## SOURCE EXCERPT:

Command Line Machine Learning - Gnu Octave
In my previous note, I compiled a C program that generates a dataset for a simple classification problem. More complex patterns can be obtained with this MATLAB/Octave function.
It's rather straightforward to turn this function into a script that I can call from the command line. I cloned this repository and then added at the top and at the bottom of generateData.m file the code below.
#! /c/Users/Seve/workplace/octave-6.4.0-w64/mingw64/bin/octave-cli.exe -qf
% here's the path to the octave-cli.exe
% see https://tessarinseve.pythonanywhere.com/nws/2022-01-10.wiki.html
arg_list = argv ();
if nargin>9
disp("Too many input parameters");
quit;
else
angleMean =str2num(arg_list{1});
angleStd =str2num(arg_list{2});
numClusts =str2num(arg_list{3});
xClustAvgSep =str2num(arg_list{4});
yClustAvgSep =str2num(arg_list{5});
lengthMean = str2num(arg_list{6});
lengthStd = str2num(arg_list{7});
lateralStd = str2num(arg_list{8});
totalPoints = str2num(arg_list{9});
endif
%generateData.m
...
[data cp idx] = generateData(pi/angleMean,pi/angleStd,numClusts,xClustAvgSep,yClustAvgSep, ...
lengthMean,lengthStd,lateralStd,totalPoints);
numpoints = sum(cp);
for i = 1:numpoints
printf("%f, %f, %d\n", data(i,1), data(i,2), idx(i));
endfor
The generated 2D clusters are streamed to standard output and then redirected to the csvgui.py script. The standard error stream, eventual GNU Octave warnings, can be suppressed by redirecting the output to the stream termination file.
$ ./generateData.m 2 8 4 0.4 0.4 0.1 0.04 0.06 500 2>/dev/null | ./csvgui.py
PandasGui allows to visualise the data aggregated into four clusters, as shown below.
It's also easy to filter out the last column containing the index as follows:
$ ./generateData.m 2 8 4 0.4 0.4 0.1 0.04 0.06 500 2>/dev/null |awk -F"," '{print $1", " $2}'>testmlpack.csv
and save it into a comma-separated values file.
The number of centroids and their positions, unknown a priori, can be obtained with mlpack_mean_shift binary from the command line with:
$ ~/workplace/vimfastml/mlpack/mlpack_mean_shift.exe -i ./testmlpack.csv -C centroids.csv -m 5000 -v
Finally, this script shows the centroids (large red dots) above each group of data points.
# filename: showcentroids.py
import pandas as pd
import matplotlib.pylab as plt
df = pd.read_pickle("last.pkl")
centroids = pd.read_csv("./centroids.csv",header=None)
ax=df.plot.scatter(x = "x1",y = "x2",c = "c", colormap = 'viridis')
centroids.plot.scatter(ax = ax,x = 0,y = 1,s = 75,c = "r")
plt.show()

## RECORDED DATA:
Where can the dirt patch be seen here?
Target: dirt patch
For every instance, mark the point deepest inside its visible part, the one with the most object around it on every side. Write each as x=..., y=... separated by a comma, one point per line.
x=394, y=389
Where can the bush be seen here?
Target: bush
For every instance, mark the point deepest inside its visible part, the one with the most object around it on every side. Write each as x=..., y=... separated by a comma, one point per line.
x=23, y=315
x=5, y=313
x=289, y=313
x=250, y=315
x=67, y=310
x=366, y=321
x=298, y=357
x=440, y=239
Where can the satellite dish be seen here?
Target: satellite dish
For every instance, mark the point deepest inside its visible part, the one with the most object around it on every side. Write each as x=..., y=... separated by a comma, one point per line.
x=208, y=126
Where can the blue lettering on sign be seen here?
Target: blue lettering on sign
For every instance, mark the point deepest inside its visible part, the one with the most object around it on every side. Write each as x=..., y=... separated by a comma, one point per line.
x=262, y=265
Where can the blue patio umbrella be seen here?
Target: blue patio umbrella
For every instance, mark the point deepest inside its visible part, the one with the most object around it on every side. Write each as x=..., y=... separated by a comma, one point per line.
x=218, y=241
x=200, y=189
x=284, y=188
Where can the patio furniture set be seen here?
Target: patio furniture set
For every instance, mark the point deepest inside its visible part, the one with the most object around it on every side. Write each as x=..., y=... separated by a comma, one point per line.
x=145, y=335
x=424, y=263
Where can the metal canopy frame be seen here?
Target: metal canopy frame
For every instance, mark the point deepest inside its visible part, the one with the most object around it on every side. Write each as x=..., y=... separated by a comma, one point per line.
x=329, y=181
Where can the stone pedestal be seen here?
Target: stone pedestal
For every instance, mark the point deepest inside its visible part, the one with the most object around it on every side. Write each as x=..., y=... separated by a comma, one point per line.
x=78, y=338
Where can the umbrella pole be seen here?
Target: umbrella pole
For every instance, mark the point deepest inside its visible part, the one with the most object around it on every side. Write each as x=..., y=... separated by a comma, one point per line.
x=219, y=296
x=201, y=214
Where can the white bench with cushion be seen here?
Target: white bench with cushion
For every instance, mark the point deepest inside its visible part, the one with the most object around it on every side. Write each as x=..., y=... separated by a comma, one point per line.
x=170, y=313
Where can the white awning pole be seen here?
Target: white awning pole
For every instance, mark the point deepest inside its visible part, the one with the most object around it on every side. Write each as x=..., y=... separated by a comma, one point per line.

## INSTRUCTION 1:
In the command-line machine learning note, how are the centroids marked in the plot that the final script produces?
## INSTRUCTION 2:
For each statement, say whether it agrees with the command-line machine learning note. Answer yes or no, and quote the deciding words of the note.
(a) The generated 2D clusters are written to standard output.
(b) The number of centroids has to be known before running mlpack_mean_shift.
(c) The awk command keeps the column that contains the index.
## INSTRUCTION 3:
Reproduce the passage of the command-line machine learning note that begins at the words "It's also easy" and ends after the words "comma-separated values file.".

## WORKED ANSWER 1:
They are shown as large red dots.

## WORKED ANSWER 2:
(a) Yes: "The generated 2D clusters are streamed to standard output"
(b) No: "The number of centroids and their positions, unknown a priori, can be obtained with mlpack_mean_shift binary from the command line"
(c) No: "It's also easy to filter out the last column containing the index"

## WORKED ANSWER 3:
It's also easy to filter out the last column containing the index as follows:
$ ./generateData.m 2 8 4 0.4 0.4 0.1 0.04 0.06 500 2>/dev/null |awk -F"," '{print $1", " $2}'>testmlpack.csv
and save it into a comma-separated values file.